• EXERCISE DESCRIPTION:
Each record below must be retyped exactly, with nothing left out.

DATASET EXCERPTS: Begin

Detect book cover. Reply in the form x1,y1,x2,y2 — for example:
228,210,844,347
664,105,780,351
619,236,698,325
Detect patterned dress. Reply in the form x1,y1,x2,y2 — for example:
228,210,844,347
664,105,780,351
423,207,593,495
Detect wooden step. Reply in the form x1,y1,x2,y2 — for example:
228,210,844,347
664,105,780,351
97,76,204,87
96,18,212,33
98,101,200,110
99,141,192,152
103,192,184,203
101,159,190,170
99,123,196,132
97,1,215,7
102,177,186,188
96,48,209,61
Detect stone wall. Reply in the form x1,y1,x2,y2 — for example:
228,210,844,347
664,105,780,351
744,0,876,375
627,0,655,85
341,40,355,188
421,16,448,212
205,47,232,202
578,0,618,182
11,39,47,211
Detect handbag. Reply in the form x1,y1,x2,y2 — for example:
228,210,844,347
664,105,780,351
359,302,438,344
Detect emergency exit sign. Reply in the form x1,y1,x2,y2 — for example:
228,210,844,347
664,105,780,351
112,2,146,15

DATASET EXCERPTS: End

• SOLUTION TO THIS TASK:
Detect book cover. Reply in the form x1,y1,x2,y2 — for example:
228,210,844,347
664,105,780,351
619,236,698,325
Detect patterned dress. Reply in the form x1,y1,x2,y2 — for example:
228,210,844,347
664,105,780,351
423,207,593,495
Detect wooden step. Reply in the form x1,y1,x2,y2 — for example:
228,210,844,347
664,105,780,351
97,76,204,87
96,18,212,33
98,101,200,110
99,141,192,152
103,192,184,203
101,159,190,170
99,123,196,132
97,1,215,7
102,177,186,188
96,48,209,61
Detect stone wall. Reply in the form x1,y1,x2,y2 — for example:
228,210,844,347
664,105,780,351
744,0,876,375
627,0,655,85
341,40,355,188
421,16,448,212
205,47,232,202
578,0,618,182
11,39,47,211
Detect handbag. Reply in the form x1,y1,x2,y2 — for example:
228,210,844,347
664,105,780,351
359,302,438,344
Detect emergency exit sign. Reply in the form x1,y1,x2,y2 — for example:
228,210,844,347
664,105,780,351
112,2,146,15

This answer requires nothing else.